Problem requirements:
Output every line of the rows below as a JSON list of strings, one string per line, leaving out any blank lines.

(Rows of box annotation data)
######

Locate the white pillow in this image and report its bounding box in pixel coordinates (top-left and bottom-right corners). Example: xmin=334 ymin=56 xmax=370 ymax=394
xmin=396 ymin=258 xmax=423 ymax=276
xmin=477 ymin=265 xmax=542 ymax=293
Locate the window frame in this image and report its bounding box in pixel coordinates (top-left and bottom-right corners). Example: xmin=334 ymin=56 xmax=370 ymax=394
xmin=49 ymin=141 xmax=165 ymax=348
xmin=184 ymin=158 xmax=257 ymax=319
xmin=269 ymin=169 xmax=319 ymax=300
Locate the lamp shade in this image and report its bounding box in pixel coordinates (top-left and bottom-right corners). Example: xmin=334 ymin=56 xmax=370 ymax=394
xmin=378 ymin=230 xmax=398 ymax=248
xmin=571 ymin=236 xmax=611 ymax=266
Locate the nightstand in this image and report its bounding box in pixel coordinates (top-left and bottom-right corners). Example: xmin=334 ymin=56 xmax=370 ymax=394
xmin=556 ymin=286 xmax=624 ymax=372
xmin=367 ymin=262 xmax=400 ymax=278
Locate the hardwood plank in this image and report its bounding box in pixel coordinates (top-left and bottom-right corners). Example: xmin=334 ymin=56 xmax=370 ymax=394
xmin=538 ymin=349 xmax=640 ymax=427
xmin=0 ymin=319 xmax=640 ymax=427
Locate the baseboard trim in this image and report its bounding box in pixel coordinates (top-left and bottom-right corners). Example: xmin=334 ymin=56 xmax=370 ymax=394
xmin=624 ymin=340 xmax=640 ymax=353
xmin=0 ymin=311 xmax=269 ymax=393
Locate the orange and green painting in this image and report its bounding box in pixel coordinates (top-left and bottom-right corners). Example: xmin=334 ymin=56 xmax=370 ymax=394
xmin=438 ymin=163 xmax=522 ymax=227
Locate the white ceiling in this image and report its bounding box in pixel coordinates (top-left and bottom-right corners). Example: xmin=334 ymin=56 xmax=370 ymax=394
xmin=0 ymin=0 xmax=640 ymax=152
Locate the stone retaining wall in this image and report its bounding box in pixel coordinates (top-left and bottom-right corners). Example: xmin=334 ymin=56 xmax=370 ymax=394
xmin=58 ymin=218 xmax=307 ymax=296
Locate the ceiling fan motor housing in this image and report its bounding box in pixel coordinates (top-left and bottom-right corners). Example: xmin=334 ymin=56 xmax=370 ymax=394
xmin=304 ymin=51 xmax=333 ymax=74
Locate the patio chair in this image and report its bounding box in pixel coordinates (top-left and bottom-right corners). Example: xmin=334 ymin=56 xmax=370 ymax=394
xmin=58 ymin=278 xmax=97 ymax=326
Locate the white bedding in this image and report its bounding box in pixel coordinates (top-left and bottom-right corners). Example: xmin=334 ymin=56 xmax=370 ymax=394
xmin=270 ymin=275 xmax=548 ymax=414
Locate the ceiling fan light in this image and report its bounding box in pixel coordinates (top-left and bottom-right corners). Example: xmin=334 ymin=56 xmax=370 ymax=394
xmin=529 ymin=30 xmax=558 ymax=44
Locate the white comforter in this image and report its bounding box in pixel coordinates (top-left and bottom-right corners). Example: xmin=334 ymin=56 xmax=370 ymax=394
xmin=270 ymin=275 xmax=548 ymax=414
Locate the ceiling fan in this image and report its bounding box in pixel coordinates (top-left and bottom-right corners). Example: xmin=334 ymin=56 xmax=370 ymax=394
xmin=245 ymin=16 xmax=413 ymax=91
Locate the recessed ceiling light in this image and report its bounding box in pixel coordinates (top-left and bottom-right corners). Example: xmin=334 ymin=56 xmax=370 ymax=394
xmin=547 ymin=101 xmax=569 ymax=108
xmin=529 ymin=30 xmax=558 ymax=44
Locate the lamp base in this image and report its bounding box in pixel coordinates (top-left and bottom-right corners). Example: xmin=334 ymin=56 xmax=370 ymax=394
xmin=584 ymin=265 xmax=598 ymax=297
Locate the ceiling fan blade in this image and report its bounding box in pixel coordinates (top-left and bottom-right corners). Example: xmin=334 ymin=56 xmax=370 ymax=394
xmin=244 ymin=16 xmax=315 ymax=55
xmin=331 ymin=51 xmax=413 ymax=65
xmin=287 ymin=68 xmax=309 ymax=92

######

Final answer:
[
  "Locate the white pillow in this image and report its bounding box in pixel coordinates (top-left and bottom-right corners). Example: xmin=334 ymin=56 xmax=370 ymax=394",
  "xmin=396 ymin=258 xmax=423 ymax=276",
  "xmin=477 ymin=265 xmax=542 ymax=293",
  "Locate the window frame in this image and report its bounding box in pixel coordinates (top-left and bottom-right corners). Example: xmin=334 ymin=56 xmax=370 ymax=394",
  "xmin=49 ymin=141 xmax=165 ymax=348",
  "xmin=184 ymin=158 xmax=257 ymax=319",
  "xmin=269 ymin=169 xmax=319 ymax=300",
  "Locate the lamp shade in this image and report its bounding box in pixel coordinates (top-left and bottom-right corners). Example: xmin=334 ymin=56 xmax=370 ymax=394",
  "xmin=378 ymin=230 xmax=398 ymax=248",
  "xmin=571 ymin=236 xmax=611 ymax=266",
  "Locate the nightstand in this image and report its bounding box in pixel coordinates (top-left and bottom-right corners). Example: xmin=334 ymin=56 xmax=370 ymax=394",
  "xmin=556 ymin=286 xmax=624 ymax=372",
  "xmin=367 ymin=262 xmax=400 ymax=278",
  "Locate the hardwood plank in this image and report its bounding box in pixel coordinates (top-left and bottom-right corners). Example: xmin=334 ymin=56 xmax=370 ymax=394",
  "xmin=538 ymin=349 xmax=640 ymax=427",
  "xmin=0 ymin=319 xmax=640 ymax=427",
  "Locate the baseboard trim in this image and report its bounding box in pixel coordinates (top-left and bottom-right corners). Example: xmin=334 ymin=56 xmax=370 ymax=394",
  "xmin=624 ymin=340 xmax=640 ymax=353",
  "xmin=0 ymin=311 xmax=269 ymax=393",
  "Locate the orange and green painting in this image and report its bounding box in pixel coordinates (top-left and bottom-right corners). Example: xmin=334 ymin=56 xmax=370 ymax=394",
  "xmin=438 ymin=163 xmax=522 ymax=227",
  "Locate the white ceiling in this image and report its bounding box in pixel coordinates (top-left and bottom-right corners). Example: xmin=334 ymin=56 xmax=370 ymax=394",
  "xmin=0 ymin=0 xmax=640 ymax=152",
  "Locate the stone retaining wall in this image and report its bounding box in pixel coordinates (top-left and bottom-right corners). Example: xmin=334 ymin=56 xmax=370 ymax=394",
  "xmin=58 ymin=218 xmax=307 ymax=296",
  "Locate the ceiling fan motor housing in this image and report its bounding box in pixel coordinates (top-left and bottom-right corners). Example: xmin=334 ymin=56 xmax=370 ymax=394",
  "xmin=304 ymin=51 xmax=333 ymax=74",
  "Locate the patio chair in this image and report its bounding box in pixel coordinates (top-left and bottom-right corners). Example: xmin=334 ymin=56 xmax=370 ymax=394",
  "xmin=58 ymin=278 xmax=97 ymax=326",
  "Locate the white bedding in this image and report its bounding box in pixel coordinates (top-left and bottom-right corners). Example: xmin=334 ymin=56 xmax=370 ymax=394",
  "xmin=270 ymin=275 xmax=548 ymax=414",
  "Locate the ceiling fan light in this image and report its bounding box in pixel coordinates (top-left and bottom-right corners). Example: xmin=334 ymin=56 xmax=370 ymax=394",
  "xmin=529 ymin=30 xmax=558 ymax=44",
  "Locate the white comforter in this image and report its bounding box in pixel coordinates (top-left and bottom-right corners). Example: xmin=334 ymin=56 xmax=370 ymax=394",
  "xmin=270 ymin=275 xmax=548 ymax=414",
  "Locate the ceiling fan in this image and report its bounding box in pixel coordinates (top-left and bottom-right corners). Example: xmin=334 ymin=56 xmax=370 ymax=394",
  "xmin=245 ymin=16 xmax=413 ymax=91",
  "Locate the recessed ceiling light in this image and report its bounding box in pixel coordinates (top-left and bottom-right corners). Example: xmin=334 ymin=56 xmax=370 ymax=394",
  "xmin=547 ymin=101 xmax=569 ymax=108",
  "xmin=529 ymin=30 xmax=558 ymax=44",
  "Locate the lamp base in this image and report its bounding box in pixel coordinates (top-left and bottom-right corners). Example: xmin=334 ymin=56 xmax=370 ymax=394",
  "xmin=584 ymin=265 xmax=598 ymax=297",
  "Locate the ceiling fan blade in this image and report its bounding box in pixel coordinates (top-left and bottom-right corners). Example: xmin=334 ymin=56 xmax=370 ymax=394",
  "xmin=244 ymin=16 xmax=315 ymax=55",
  "xmin=331 ymin=51 xmax=413 ymax=65",
  "xmin=287 ymin=68 xmax=309 ymax=92"
]